Task objective: Can you rewrite the lines from the start of the excerpts below up to and including the line with "[[24, 58, 716, 446], [230, 88, 422, 303]]", adding -72 to every coordinate in the answers? Leave the pictures out.

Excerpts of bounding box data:
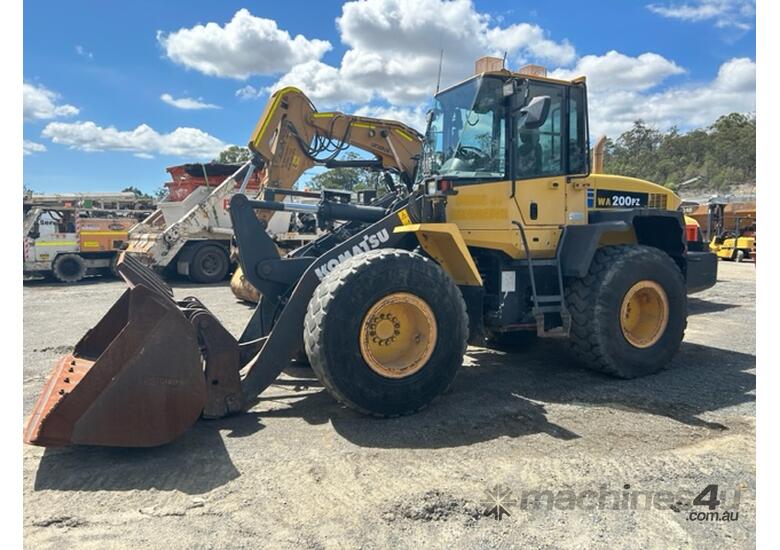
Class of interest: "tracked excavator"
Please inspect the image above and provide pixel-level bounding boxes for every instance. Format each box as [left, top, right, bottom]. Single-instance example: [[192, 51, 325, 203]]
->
[[24, 58, 716, 446], [230, 88, 422, 303]]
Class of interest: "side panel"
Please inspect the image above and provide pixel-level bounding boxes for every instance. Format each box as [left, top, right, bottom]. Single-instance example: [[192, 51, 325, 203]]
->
[[447, 178, 566, 259]]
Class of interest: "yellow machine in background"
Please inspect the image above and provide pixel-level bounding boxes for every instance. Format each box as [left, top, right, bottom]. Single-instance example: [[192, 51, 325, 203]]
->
[[710, 236, 756, 262]]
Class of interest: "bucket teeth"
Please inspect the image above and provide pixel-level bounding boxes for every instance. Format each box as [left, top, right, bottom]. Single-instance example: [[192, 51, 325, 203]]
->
[[24, 354, 93, 447], [24, 285, 207, 447]]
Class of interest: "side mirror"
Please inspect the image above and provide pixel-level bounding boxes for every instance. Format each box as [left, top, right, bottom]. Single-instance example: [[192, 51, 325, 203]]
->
[[520, 95, 550, 130]]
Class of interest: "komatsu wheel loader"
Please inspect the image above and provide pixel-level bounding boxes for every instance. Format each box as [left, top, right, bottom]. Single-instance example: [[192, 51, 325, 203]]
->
[[24, 58, 715, 446]]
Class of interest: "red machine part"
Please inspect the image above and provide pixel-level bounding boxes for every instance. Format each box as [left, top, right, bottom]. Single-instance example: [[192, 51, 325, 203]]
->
[[165, 162, 263, 202]]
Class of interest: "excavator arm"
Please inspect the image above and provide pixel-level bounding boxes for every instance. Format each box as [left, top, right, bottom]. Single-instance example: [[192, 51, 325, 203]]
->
[[249, 87, 423, 203]]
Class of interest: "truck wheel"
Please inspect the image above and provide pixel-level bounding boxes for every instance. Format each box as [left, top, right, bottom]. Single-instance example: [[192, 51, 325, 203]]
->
[[303, 249, 468, 416], [566, 245, 687, 378], [190, 244, 230, 284], [51, 254, 87, 283]]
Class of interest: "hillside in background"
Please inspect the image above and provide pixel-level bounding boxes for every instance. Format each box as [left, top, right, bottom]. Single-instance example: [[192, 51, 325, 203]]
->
[[604, 113, 756, 195]]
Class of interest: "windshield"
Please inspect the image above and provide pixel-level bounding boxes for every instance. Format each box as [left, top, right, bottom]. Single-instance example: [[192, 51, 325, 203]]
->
[[417, 77, 506, 181]]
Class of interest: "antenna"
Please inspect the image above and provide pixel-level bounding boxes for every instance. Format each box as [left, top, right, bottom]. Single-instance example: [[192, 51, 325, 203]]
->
[[433, 49, 444, 95]]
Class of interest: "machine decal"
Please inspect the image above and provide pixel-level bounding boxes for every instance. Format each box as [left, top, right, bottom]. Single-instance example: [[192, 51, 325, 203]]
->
[[588, 189, 647, 208], [398, 208, 412, 225], [314, 229, 390, 281]]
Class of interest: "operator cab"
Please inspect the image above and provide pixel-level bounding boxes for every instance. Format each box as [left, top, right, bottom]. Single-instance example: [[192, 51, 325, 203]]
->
[[417, 60, 590, 183]]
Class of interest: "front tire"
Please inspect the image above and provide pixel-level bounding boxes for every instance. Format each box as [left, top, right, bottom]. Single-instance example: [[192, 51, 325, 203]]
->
[[304, 249, 468, 416], [51, 254, 87, 283], [566, 245, 687, 378], [189, 244, 230, 284]]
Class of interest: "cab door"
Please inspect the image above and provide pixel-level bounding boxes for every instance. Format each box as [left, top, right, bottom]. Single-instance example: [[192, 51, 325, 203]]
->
[[510, 82, 566, 227]]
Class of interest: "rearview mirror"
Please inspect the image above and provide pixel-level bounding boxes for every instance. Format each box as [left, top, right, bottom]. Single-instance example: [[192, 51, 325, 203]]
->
[[520, 95, 550, 130]]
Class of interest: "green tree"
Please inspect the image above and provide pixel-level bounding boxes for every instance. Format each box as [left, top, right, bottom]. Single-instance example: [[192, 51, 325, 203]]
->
[[212, 145, 252, 164], [604, 113, 756, 192], [311, 151, 376, 191]]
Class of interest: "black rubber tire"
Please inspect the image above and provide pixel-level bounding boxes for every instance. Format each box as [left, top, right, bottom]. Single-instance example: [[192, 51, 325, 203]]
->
[[189, 244, 230, 284], [486, 330, 539, 352], [303, 249, 468, 417], [566, 245, 687, 378], [51, 254, 87, 283]]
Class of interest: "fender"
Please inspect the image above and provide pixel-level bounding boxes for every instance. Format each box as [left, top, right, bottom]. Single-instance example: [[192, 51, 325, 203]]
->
[[393, 223, 482, 287], [560, 209, 687, 277]]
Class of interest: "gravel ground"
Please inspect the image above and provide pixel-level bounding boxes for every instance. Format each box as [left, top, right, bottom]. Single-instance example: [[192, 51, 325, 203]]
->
[[24, 263, 755, 549]]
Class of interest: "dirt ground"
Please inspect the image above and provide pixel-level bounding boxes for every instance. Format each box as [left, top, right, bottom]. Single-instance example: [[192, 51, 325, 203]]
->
[[24, 263, 756, 549]]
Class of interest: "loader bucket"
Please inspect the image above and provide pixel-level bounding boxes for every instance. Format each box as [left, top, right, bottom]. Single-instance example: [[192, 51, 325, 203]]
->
[[24, 256, 207, 447]]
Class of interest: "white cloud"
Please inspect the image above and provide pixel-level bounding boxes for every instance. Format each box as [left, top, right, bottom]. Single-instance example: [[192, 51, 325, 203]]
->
[[236, 84, 265, 99], [41, 121, 227, 158], [160, 94, 221, 110], [266, 61, 371, 105], [22, 82, 79, 120], [550, 50, 685, 91], [588, 58, 756, 137], [647, 0, 756, 30], [267, 0, 576, 105], [157, 9, 331, 80], [22, 139, 46, 155], [76, 45, 92, 59]]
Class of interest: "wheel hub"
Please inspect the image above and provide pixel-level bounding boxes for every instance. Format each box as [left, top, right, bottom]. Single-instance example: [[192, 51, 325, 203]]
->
[[620, 280, 669, 348], [360, 292, 437, 378]]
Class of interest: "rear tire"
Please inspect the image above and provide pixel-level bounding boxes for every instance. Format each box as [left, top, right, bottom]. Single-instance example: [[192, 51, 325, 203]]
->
[[51, 254, 87, 283], [189, 244, 230, 284], [566, 245, 687, 378], [304, 249, 468, 416]]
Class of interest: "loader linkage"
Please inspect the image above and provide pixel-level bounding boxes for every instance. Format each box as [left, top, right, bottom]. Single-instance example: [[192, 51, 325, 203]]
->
[[24, 190, 414, 447]]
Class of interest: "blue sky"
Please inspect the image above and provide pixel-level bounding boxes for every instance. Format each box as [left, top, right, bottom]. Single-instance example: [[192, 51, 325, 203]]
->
[[24, 0, 755, 192]]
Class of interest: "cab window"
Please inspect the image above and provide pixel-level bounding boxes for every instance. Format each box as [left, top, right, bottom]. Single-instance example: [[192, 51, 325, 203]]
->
[[515, 83, 566, 179]]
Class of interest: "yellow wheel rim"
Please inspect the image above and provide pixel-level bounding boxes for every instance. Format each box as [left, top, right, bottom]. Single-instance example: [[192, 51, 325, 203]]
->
[[620, 281, 669, 348], [360, 292, 436, 378]]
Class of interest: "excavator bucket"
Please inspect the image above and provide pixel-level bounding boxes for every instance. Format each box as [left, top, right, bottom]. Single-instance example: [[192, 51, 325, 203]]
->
[[24, 256, 230, 447]]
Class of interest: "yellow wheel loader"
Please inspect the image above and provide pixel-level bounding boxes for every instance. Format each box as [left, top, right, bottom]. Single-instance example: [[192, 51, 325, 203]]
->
[[25, 58, 716, 446]]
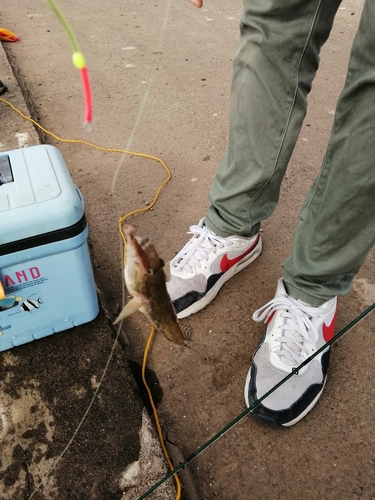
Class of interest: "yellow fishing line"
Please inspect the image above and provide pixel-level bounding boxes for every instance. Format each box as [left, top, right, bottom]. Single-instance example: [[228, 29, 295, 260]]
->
[[0, 97, 181, 500]]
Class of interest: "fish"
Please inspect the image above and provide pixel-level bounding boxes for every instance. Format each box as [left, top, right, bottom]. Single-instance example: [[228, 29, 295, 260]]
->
[[114, 223, 191, 346]]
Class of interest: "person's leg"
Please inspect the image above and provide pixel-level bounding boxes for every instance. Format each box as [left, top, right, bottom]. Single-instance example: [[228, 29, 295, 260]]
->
[[205, 0, 341, 236], [167, 0, 341, 318], [284, 1, 375, 305], [245, 0, 375, 426]]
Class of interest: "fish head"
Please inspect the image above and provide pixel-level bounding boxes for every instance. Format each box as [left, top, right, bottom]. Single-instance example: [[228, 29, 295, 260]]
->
[[122, 224, 164, 295]]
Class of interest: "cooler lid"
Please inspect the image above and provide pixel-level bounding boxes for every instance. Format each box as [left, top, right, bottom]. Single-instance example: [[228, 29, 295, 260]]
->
[[0, 145, 84, 245]]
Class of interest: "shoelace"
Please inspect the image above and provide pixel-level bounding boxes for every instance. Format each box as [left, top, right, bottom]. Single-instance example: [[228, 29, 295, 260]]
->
[[171, 221, 233, 272], [253, 297, 319, 366]]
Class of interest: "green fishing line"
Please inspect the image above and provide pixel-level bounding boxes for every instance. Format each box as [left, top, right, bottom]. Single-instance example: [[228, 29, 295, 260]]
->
[[138, 303, 375, 500], [44, 0, 80, 52]]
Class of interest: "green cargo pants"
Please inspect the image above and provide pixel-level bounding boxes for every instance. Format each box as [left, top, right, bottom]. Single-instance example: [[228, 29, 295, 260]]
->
[[206, 0, 375, 306]]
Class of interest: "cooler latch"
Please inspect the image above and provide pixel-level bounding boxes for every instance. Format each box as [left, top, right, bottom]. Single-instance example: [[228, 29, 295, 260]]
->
[[0, 155, 14, 186]]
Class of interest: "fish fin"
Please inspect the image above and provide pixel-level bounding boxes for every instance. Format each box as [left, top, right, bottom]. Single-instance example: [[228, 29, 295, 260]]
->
[[113, 299, 148, 325], [163, 262, 171, 281], [180, 324, 193, 341]]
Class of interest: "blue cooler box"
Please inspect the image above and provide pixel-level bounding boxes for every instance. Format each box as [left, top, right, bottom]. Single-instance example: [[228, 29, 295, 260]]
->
[[0, 145, 99, 351]]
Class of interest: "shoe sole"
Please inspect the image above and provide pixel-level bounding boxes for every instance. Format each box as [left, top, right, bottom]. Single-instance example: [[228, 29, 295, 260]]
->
[[177, 238, 262, 319], [244, 370, 327, 427]]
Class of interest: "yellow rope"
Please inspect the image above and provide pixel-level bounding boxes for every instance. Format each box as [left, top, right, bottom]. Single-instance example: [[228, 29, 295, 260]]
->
[[0, 97, 181, 500]]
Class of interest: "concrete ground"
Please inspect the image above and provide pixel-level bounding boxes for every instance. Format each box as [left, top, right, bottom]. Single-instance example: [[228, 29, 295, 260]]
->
[[0, 25, 175, 500], [0, 0, 375, 500]]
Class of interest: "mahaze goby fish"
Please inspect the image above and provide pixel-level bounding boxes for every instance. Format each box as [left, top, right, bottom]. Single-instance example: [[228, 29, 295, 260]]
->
[[114, 224, 191, 345]]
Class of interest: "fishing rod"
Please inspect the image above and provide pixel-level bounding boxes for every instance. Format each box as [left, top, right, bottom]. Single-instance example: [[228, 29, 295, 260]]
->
[[138, 303, 375, 500]]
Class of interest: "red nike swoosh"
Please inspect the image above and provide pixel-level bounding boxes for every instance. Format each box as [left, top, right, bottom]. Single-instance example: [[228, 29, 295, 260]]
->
[[323, 309, 337, 342], [220, 234, 260, 273]]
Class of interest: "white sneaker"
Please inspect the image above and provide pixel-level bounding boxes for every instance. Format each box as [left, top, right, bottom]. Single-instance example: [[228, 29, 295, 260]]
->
[[245, 279, 337, 426], [167, 219, 262, 318]]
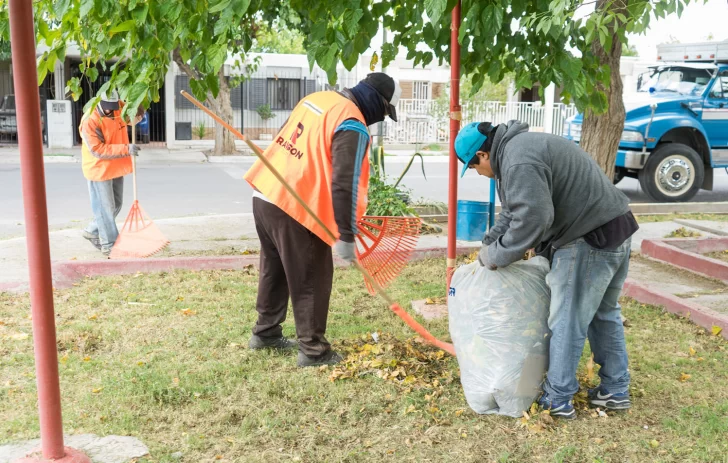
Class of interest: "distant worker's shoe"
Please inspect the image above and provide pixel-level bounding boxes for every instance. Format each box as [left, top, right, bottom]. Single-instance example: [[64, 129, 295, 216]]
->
[[587, 386, 632, 410], [297, 350, 344, 368], [538, 392, 576, 420], [248, 334, 298, 350], [82, 230, 101, 251]]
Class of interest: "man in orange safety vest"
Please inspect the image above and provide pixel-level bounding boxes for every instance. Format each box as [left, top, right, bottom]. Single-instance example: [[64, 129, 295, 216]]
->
[[245, 72, 401, 367], [78, 90, 144, 256]]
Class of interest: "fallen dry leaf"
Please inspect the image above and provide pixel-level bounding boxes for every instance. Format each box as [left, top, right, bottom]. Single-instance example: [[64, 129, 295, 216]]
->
[[586, 354, 594, 382]]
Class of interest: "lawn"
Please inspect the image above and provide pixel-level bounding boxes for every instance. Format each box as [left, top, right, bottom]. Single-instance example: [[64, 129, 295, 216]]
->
[[0, 259, 728, 463]]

Reply to the exercise:
Class of interest: "tracked excavator"
Please inspect the image above and provide pixel-level bounding boxes for every instance. Format each box as [left, top, right, bottom]. Single-instance example: [[192, 51, 325, 203]]
->
[[-48, -14, 644, 374], [158, 16, 350, 231]]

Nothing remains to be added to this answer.